TEXTO PROPORCIONADO:
================================
Hamburgo tiene su historia y ese pasado está presente como institución, como símbolo y como manifestación de poderío.

Conocer el Ayuntamiento permite aproximarse a la idea de que del poder y la grandeza tienen su clase dirigente. Salones imperiales, arañas de más de una tonelada con 250 bujías, todo está hecho con estilo y magnificencia, al punto tal que los entendidos aseguran que el edificio es superior en muchos aspectos al palacio de Buckingham.

Burguesa, liberal y progresista, Hamburgo reivindica su condición de ciudad libre o de ciudad-estado y sus dirigentes siguen creyendo que las cosas más importantes de Alemania no ocurren en Berlín, sino en Hamburgo. En la Argentina -salvo el caso reciente de la ciudad de Buenos Aires- no tenemos idea de lo que es el espíritu localista de una ciudad-estado con sus tradiciones añejas, su orgullo varias veces centenario y con una identidad regional que no reniega de la apertura al mundo y el desarrollo del comercio y las artes.

En Hamburgo los impuestos son altos y la recaudación excelente. Con los índices de crecimiento que exhibe, esas cifras no deben extrañar, como tampoco debería sorprender que la ciudad capitalista por excelencia mantenga vigente una de las legislaciones sociales más avanzadas del país.

Basta recorrer las calles de Hamburgo, observar la ausencia de villas miseria y la abundancia de sus casas señoriales, para darse cuenta de la calidad de vida de sus clases propietarias, pero también de la sociedad en general. Curiosamente, y en contraste con la cultura yanqui y cierto exhibicionismo tercermundista, los ricos de Alemania del norte se distinguen por su recato y discreción o por su afición a promover y financiar actividades artísticas, algo que evoca ciertos hábitos medievales pero que, a decir verdad, son algo más reconfortantes que las costumbres consumistas y cholulas de muchos de nuestros ricos americanos que se enorgullecen de su ignorancia.

Sin embargo, no todas son rosas en la vida de esta ciudad. También aquí ha llegado la peste del racismo, algunos índices de desocupación y las cotidianas tensiones con las federaciones vecinas pertenecientes hasta hace diez años a la Alemania comunista.

La historia de Hamburgo en muchos aspectos es trágica. Aun hoy los «hamburgueses» recuerdan el incendio de 1842 que quemó más del veinte por ciento de la ciudad y la peste de 1892 en la que murieron más de ocho mil personas. Curiosamente, el incendio y la peste vinieron del puerto, el lugar que más influyó para la prosperidad y el progreso de la región.
================================
CONJUNTO DE TAREAS:
a) ¿Cuántas personas murieron en la peste de 1892, según el texto sobre Hamburgo?
b) Prosigue el texto sobre Hamburgo desde su última oración.

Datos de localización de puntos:
================================
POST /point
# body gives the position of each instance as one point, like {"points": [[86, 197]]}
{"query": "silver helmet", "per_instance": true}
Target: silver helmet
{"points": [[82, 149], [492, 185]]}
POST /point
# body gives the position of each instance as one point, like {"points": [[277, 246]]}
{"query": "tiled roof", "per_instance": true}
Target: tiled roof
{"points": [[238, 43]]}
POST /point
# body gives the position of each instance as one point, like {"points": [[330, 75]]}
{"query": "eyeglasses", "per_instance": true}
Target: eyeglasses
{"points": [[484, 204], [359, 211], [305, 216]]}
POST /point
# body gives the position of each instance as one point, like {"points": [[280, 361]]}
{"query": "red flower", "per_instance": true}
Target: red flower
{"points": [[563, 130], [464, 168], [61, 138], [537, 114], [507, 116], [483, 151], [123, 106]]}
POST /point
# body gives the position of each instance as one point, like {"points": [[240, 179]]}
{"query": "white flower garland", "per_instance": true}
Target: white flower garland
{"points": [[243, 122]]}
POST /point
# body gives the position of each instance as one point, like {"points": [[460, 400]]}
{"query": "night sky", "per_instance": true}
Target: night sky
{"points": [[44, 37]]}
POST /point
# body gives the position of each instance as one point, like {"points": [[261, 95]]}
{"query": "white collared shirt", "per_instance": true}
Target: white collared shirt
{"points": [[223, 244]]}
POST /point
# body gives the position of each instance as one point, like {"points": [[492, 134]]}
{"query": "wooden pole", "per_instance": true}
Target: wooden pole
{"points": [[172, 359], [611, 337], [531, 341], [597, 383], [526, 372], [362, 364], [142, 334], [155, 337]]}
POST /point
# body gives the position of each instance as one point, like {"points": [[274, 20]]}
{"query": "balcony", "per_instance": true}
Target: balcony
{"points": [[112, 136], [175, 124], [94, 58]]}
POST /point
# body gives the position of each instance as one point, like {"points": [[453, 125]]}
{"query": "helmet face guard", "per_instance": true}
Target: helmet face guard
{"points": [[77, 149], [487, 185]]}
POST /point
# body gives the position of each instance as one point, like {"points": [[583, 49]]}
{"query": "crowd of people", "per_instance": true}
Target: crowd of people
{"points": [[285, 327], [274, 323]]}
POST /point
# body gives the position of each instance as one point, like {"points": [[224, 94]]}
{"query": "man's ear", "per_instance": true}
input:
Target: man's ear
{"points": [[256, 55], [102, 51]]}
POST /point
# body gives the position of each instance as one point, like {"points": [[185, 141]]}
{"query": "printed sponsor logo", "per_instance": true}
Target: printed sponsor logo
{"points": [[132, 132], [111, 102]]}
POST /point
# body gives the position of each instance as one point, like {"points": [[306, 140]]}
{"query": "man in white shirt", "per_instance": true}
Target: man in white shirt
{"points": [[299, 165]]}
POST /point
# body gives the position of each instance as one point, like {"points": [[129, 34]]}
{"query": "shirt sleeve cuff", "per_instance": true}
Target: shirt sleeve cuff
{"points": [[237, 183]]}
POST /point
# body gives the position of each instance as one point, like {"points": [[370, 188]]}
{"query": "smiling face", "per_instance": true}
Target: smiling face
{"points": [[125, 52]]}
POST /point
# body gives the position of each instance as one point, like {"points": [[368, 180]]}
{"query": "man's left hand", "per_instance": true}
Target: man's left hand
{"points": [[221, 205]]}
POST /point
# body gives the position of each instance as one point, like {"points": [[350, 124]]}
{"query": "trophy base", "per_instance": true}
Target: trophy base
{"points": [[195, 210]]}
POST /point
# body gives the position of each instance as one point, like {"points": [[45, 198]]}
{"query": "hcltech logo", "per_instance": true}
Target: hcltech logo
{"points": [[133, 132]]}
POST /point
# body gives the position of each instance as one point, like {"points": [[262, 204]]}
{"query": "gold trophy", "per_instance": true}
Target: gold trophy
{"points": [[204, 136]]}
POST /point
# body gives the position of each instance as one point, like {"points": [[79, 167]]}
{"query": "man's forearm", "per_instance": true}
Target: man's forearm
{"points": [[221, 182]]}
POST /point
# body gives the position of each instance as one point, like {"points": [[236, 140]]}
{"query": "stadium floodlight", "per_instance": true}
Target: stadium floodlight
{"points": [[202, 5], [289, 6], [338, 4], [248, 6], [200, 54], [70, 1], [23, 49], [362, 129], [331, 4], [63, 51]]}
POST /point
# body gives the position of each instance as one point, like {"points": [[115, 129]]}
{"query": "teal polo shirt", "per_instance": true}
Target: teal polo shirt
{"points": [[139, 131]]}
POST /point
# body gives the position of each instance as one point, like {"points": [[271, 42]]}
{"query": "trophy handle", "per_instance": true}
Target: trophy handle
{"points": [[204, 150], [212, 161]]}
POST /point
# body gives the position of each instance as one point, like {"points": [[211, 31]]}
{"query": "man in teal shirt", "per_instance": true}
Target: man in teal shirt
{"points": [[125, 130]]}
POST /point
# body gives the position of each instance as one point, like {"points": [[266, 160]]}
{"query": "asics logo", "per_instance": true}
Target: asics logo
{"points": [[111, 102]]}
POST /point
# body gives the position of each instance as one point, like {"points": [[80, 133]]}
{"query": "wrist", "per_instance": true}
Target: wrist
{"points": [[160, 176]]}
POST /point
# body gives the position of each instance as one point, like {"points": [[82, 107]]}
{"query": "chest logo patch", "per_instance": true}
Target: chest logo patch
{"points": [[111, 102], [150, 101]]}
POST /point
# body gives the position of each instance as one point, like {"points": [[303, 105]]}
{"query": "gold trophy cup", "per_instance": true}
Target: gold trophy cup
================================
RESPUESTAS:
a) Más de ocho mil personas.

b)
En este siglo las tragedias no fueron pocas. Después de la Primera Guerra, Hamburgo fue la víctima codiciada por el tratado de Versalles y por una decisión política de los ganadores le expropiaron todos los barcos del puerto. Con la llegada de Hitler al poder las desgracias se aceleraron. A los rigores de la dictadura nacional socialista -no faltaron los campos de concentración, el exterminio de los judíos y la militarización de la economía- se sumaron luego los bombardeos de los Aliados. En julio de 1943 la aviación aliada destruyó casi la mitad de la ciudad y en esas dos noches murieron más de cuarenta mil personas.

En menos de un siglo, Hamburgo tuvo que levantarse tres veces de las cenizas. Como una paradoja histórica, una de las ciudades más pacíficas y comerciales de Europa, fue al mismo tiempo la víctima preferida de las guerras. Habrá que incluir en el listado de tragedias la ocupación napoleónica entre 1806 y 1814, invasión realizada en nombre de los ideales de la revolución francesa, pero para poner en práctica los hábitos de rapiña que movilizaron a los invasores de todos los tiempos.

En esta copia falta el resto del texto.